[Annotated coordinate records]

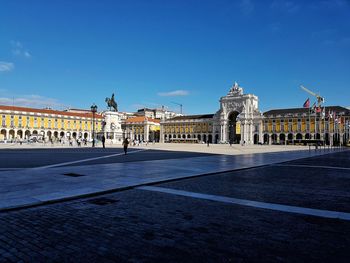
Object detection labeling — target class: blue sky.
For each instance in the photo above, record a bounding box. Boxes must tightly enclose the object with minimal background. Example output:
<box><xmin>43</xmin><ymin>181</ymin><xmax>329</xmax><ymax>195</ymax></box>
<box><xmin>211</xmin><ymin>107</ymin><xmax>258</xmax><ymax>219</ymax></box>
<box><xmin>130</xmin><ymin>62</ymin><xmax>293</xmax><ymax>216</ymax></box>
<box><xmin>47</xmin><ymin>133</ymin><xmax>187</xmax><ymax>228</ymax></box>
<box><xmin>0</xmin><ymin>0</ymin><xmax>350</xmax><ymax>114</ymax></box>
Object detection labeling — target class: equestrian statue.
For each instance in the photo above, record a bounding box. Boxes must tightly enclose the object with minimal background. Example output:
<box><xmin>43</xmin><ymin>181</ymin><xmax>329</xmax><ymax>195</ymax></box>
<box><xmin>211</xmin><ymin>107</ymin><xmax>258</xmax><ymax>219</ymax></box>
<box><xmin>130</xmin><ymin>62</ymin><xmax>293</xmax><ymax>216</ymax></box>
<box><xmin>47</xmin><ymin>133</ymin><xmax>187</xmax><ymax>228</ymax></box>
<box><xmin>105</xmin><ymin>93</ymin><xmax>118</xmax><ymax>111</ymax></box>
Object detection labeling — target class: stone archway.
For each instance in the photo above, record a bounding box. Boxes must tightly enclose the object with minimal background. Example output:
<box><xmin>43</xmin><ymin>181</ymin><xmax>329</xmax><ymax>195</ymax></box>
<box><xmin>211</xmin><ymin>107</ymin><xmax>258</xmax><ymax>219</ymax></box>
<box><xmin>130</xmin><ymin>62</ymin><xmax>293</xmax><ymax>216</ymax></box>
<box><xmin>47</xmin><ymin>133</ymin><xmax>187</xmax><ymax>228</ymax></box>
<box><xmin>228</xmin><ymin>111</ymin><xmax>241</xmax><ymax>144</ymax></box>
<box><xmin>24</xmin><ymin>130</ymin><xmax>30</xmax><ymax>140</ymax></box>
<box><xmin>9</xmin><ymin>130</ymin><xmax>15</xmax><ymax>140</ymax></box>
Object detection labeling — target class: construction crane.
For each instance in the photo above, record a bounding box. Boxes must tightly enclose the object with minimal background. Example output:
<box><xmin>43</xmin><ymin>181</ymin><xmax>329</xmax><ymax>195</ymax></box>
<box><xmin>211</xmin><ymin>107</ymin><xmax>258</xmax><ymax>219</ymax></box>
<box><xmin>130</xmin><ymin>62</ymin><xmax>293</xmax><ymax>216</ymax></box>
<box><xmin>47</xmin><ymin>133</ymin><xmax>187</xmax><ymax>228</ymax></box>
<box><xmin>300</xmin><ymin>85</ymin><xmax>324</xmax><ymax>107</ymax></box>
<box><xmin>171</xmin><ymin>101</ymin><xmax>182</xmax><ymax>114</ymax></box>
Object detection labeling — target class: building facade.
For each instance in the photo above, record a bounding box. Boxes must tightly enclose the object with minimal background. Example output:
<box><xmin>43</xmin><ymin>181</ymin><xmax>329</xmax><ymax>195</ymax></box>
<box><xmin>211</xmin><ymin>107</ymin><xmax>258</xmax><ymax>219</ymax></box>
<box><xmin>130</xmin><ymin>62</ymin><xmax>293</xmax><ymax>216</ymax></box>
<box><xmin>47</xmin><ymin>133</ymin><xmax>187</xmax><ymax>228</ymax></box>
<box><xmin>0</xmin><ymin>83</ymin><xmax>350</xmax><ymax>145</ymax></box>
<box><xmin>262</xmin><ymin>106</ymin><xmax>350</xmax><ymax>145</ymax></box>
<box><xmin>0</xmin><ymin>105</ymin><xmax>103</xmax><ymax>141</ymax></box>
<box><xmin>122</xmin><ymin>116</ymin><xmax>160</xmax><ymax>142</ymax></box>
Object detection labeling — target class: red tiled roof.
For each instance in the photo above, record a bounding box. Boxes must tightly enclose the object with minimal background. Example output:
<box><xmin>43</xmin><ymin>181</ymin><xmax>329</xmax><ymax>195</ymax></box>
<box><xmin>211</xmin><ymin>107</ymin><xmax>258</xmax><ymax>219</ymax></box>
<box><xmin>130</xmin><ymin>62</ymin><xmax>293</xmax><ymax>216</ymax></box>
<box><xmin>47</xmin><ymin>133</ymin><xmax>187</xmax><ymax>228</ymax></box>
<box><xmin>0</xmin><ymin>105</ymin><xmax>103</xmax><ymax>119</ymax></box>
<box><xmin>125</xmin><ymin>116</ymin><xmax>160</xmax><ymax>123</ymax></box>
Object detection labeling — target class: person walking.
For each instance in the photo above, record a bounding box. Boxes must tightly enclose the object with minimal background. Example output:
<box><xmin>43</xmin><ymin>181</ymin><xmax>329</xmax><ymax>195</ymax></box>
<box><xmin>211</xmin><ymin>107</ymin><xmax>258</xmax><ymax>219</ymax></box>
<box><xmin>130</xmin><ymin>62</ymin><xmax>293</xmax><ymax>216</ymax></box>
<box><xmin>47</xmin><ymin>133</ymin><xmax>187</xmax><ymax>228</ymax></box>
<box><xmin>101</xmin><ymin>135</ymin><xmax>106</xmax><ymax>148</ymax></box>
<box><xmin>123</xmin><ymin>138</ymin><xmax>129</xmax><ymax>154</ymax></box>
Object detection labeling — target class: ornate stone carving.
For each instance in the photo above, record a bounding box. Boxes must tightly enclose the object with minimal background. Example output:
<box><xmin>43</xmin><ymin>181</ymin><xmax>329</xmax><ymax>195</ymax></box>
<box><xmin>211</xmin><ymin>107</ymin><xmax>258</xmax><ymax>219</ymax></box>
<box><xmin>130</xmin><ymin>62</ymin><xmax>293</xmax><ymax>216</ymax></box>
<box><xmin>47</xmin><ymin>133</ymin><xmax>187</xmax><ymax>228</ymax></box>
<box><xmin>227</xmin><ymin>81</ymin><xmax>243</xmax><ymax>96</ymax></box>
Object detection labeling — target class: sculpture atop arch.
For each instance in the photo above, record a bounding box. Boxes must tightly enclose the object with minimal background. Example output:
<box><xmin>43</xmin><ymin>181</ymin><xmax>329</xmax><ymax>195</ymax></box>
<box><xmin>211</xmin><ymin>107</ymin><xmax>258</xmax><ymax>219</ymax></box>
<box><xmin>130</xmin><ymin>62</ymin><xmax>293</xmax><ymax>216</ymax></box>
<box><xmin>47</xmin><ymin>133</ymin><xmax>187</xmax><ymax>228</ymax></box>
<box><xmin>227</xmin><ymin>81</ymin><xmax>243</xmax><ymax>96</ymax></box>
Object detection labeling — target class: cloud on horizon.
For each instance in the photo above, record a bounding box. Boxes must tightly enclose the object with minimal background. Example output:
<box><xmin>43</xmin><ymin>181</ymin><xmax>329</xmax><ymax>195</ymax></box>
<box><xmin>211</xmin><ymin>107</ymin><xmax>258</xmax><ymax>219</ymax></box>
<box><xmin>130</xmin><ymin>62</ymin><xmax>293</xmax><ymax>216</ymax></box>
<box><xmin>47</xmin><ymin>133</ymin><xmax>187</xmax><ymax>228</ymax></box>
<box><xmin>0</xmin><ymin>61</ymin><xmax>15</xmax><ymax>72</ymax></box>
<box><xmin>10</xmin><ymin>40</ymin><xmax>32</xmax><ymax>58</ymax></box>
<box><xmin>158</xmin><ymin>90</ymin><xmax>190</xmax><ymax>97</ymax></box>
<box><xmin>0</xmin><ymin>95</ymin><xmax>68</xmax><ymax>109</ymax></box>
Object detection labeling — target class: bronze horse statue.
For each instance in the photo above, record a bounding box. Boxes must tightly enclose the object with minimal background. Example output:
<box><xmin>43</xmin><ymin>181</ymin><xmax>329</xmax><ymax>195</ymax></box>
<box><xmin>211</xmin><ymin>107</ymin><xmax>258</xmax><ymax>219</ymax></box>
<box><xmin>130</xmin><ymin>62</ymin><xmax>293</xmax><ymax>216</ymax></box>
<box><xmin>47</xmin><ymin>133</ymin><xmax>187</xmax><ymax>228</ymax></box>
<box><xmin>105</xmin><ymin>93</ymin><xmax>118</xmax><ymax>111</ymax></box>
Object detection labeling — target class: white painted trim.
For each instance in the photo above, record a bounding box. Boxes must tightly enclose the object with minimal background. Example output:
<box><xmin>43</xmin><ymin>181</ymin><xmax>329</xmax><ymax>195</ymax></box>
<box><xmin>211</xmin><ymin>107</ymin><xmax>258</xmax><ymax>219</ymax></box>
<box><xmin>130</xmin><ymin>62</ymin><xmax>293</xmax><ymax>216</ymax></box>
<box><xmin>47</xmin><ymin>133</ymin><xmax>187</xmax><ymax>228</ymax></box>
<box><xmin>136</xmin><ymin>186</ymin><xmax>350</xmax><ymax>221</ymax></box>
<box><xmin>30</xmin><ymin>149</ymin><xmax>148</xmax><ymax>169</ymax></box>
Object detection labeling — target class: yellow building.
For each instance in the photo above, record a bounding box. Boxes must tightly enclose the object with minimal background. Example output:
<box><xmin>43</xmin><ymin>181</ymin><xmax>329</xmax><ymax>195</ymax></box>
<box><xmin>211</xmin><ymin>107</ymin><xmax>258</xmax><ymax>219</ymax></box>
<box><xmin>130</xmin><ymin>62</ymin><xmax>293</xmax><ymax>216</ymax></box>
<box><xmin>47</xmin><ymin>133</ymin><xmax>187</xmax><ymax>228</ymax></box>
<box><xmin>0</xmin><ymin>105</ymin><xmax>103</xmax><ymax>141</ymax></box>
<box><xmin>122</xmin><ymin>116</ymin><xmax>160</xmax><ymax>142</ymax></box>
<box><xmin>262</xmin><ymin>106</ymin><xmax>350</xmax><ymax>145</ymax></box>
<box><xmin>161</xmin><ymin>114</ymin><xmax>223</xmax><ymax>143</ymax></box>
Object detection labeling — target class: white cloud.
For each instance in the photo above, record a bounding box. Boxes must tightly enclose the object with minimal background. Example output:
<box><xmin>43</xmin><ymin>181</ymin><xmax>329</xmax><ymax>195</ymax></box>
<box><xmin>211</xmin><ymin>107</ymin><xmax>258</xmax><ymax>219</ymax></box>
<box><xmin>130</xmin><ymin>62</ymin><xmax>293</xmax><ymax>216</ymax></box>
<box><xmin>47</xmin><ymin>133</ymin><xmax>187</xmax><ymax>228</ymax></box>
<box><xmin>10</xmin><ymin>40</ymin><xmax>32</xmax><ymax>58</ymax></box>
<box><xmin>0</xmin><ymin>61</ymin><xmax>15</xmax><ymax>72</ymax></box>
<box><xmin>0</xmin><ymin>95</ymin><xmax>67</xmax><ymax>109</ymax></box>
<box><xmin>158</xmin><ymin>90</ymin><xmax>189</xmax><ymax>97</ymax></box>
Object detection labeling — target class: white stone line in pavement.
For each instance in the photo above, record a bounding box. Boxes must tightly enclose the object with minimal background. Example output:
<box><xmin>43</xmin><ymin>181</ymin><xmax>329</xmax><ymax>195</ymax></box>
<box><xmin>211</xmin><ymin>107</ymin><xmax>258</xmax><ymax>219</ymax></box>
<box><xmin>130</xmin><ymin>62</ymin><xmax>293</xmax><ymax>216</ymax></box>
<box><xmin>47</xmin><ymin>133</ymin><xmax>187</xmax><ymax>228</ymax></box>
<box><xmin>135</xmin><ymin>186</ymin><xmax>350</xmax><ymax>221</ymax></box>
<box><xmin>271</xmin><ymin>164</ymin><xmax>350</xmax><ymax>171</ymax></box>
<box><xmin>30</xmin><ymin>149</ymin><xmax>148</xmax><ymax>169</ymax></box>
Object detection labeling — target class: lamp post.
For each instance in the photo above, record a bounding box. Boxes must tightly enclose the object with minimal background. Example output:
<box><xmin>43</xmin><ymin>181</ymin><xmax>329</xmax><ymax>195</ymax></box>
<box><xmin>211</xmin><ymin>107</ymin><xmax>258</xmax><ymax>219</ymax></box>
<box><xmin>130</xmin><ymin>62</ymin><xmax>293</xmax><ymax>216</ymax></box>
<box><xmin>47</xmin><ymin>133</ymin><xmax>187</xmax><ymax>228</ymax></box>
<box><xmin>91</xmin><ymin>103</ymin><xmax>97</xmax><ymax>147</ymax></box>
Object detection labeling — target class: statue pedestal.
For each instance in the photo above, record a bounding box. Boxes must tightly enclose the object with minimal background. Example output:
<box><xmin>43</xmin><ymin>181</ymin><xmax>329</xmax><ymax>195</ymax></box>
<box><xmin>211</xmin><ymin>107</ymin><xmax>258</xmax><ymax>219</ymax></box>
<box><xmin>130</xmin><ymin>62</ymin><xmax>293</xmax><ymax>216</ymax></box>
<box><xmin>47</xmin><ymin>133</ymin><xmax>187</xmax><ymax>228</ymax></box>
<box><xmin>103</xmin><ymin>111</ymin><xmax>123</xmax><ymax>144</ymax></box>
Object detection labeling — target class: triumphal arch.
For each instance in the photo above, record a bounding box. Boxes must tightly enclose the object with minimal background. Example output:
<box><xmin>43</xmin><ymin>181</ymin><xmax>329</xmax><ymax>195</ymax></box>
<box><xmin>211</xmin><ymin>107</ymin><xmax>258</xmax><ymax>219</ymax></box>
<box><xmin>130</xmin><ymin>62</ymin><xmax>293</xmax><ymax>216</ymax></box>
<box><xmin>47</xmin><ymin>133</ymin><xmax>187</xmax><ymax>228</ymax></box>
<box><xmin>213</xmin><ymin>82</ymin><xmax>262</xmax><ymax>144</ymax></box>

## Short exercise
Pick out every line above that contains the string "stone", and copy each one. Case counts.

## Right answer
Object detection labeling — target class: stone archway.
Object detection labeling — target class: ornate stone carving.
Object detection labeling — target class: white stone line in pavement.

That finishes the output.